EXERCISE TASK:
Express every line of the records below as a JSON list of strings, with one string per line and blank lines omitted.

Pointing records:
• • •
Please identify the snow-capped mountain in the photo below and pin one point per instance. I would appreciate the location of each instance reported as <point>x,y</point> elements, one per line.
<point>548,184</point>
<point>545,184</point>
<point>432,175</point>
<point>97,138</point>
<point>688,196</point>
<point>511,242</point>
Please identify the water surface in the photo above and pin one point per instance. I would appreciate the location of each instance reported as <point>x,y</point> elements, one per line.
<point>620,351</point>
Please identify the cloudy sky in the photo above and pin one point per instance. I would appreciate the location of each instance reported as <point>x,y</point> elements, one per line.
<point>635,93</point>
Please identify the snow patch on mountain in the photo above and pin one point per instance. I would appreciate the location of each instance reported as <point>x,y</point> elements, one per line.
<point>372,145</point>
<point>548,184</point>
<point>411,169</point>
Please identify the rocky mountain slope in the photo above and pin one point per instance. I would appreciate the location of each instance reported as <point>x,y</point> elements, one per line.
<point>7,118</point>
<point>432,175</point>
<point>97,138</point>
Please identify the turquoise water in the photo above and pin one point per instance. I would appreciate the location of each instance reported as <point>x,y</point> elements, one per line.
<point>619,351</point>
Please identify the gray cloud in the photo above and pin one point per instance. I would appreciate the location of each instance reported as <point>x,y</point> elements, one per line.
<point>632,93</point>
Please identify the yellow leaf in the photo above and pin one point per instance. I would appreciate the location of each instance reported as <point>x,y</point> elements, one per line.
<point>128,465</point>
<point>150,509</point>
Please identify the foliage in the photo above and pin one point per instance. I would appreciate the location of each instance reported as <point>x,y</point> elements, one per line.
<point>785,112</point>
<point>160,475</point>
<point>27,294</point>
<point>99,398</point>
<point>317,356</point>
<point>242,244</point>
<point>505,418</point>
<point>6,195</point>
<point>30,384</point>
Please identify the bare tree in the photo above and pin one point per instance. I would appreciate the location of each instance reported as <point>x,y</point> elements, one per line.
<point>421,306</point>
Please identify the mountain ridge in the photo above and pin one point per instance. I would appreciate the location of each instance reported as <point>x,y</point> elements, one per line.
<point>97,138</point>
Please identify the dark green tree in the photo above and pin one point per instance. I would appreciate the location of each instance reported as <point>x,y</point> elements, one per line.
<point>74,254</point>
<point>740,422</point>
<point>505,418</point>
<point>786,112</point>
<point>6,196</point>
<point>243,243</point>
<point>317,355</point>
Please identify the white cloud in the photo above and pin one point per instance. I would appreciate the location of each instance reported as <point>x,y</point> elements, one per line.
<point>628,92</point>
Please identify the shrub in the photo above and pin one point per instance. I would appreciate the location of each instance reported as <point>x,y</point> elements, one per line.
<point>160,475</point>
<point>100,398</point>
• • •
FINISHED TASK:
[
  "Please identify the snow-capped mountain in the photo below and pin one point per instance. I would appreciate the location of each instance reported as <point>x,y</point> elements, one per line.",
  "<point>548,184</point>",
  "<point>545,184</point>",
  "<point>432,175</point>",
  "<point>97,138</point>",
  "<point>688,196</point>",
  "<point>511,242</point>",
  "Please identify the water surface in the photo above and pin one point per instance. I would appreciate the location of each instance reported as <point>x,y</point> elements, one per line.",
  "<point>620,351</point>",
  "Please identify the cloudy sky in the photo above and pin one point per instance. I would appreciate the location of each instance reported as <point>x,y</point> elements, one per line.",
  "<point>635,93</point>",
  "Please identify the snow patch on mountain in the photo above and pin one point per instance. I would appreciate the location of each instance reported as <point>x,y</point> elements, one per line.",
  "<point>372,145</point>",
  "<point>548,184</point>",
  "<point>411,169</point>",
  "Please identify the rocky mountain slope in the photo above and pin one point per instance. I would appreciate the location of each instance reported as <point>x,y</point> elements, one per line.",
  "<point>7,118</point>",
  "<point>432,175</point>",
  "<point>97,138</point>",
  "Please identify the turquoise water in the photo above and pin one point per instance. I would appreciate the location of each instance reported as <point>x,y</point> elements, one per line.",
  "<point>619,351</point>",
  "Please identify the gray cloud in the photo above and pin one point per instance. I would appreciate the location of each instance reported as <point>x,y</point> elements, one per line.",
  "<point>632,93</point>",
  "Please identify the yellow leaf in the photo above and pin one point per instance. I would appreciate the location of each instance reported as <point>x,y</point> elements, one per line.",
  "<point>128,465</point>",
  "<point>150,509</point>",
  "Please identify the foliage in the photo above and pin one point per instance. I would appreciate the location of each instance reported as <point>x,y</point> elements, one per line.",
  "<point>785,112</point>",
  "<point>160,475</point>",
  "<point>27,294</point>",
  "<point>99,398</point>",
  "<point>317,356</point>",
  "<point>242,244</point>",
  "<point>505,418</point>",
  "<point>6,195</point>",
  "<point>30,384</point>",
  "Please identify the bare tree in the photo above and pin one point per instance. I would appreciate the location of each instance reported as <point>x,y</point> elements, one per line.",
  "<point>421,306</point>",
  "Please identify the mountain ridge in the photo above and pin one point per instance. I would appreciate the location of each instance reported as <point>x,y</point> elements, one per line.",
  "<point>97,138</point>",
  "Please identify the dark green tree in the photo above and pin one point per instance. I would appreciate the location of each instance reported as <point>x,y</point> elements, one per line.",
  "<point>74,254</point>",
  "<point>740,422</point>",
  "<point>505,418</point>",
  "<point>786,112</point>",
  "<point>6,196</point>",
  "<point>243,243</point>",
  "<point>317,355</point>",
  "Please identify the white cloud in the photo above and pin one point per instance. I would appreciate the location of each instance reported as <point>x,y</point> elements, one per line.",
  "<point>628,92</point>",
  "Please identify the shrub in the photo above and pin one point per instance. I would appreciate the location of each instance reported as <point>x,y</point> elements, one per line.",
  "<point>160,475</point>",
  "<point>100,398</point>"
]